EXERCISE REQUIREMENTS: Copy the following lines without changing anything.

— Begin DATASET —

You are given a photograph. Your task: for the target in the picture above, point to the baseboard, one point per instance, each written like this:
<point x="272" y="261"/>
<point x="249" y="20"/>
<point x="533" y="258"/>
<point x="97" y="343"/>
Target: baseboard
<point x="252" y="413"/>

— End DATASET —

COMPLETE OUTPUT:
You are given a photograph. Your task: for the target in the picture above, point to the baseboard, one point per instance, each written like this:
<point x="272" y="261"/>
<point x="249" y="20"/>
<point x="533" y="258"/>
<point x="97" y="343"/>
Target: baseboard
<point x="252" y="413"/>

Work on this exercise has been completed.